» **WHAT THE EXERCISE ASKS**
In the entries below, find the line with "Target: car shadow" and print exactly every line from there up to and including the line with "Target: rear bumper", with no other lines.

Dataset excerpts:
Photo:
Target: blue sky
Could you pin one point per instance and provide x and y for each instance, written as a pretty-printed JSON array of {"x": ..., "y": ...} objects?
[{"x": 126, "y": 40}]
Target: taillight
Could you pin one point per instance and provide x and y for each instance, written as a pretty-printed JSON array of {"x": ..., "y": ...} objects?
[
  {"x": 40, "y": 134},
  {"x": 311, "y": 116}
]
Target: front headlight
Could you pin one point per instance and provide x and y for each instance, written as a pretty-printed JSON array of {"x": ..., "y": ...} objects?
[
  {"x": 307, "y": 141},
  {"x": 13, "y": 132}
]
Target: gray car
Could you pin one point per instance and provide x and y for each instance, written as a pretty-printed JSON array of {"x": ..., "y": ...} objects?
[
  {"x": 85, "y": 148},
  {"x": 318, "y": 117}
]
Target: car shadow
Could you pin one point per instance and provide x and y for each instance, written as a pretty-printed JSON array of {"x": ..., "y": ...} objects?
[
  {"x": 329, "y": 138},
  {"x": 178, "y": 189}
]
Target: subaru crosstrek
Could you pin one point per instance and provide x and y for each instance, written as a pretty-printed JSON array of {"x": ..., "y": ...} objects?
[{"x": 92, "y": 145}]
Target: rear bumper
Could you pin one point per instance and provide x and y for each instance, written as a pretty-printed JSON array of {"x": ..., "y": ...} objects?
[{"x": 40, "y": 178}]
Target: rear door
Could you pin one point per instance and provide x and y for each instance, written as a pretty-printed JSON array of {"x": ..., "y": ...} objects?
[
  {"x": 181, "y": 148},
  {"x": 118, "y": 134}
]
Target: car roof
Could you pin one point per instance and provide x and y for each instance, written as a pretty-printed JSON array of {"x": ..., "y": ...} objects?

» **EXERCISE ANSWER**
Target: car shadow
Could you pin one point per instance and provide x and y for each instance, written as a pretty-printed JSON array of {"x": ..., "y": ...} objects?
[
  {"x": 329, "y": 138},
  {"x": 178, "y": 189}
]
Target: subaru crosstrek
Could you pin one point per instance and provide x and y for each instance, written as a pretty-printed JSON array of {"x": ..., "y": ...} objects?
[{"x": 92, "y": 145}]
Target: rear bumper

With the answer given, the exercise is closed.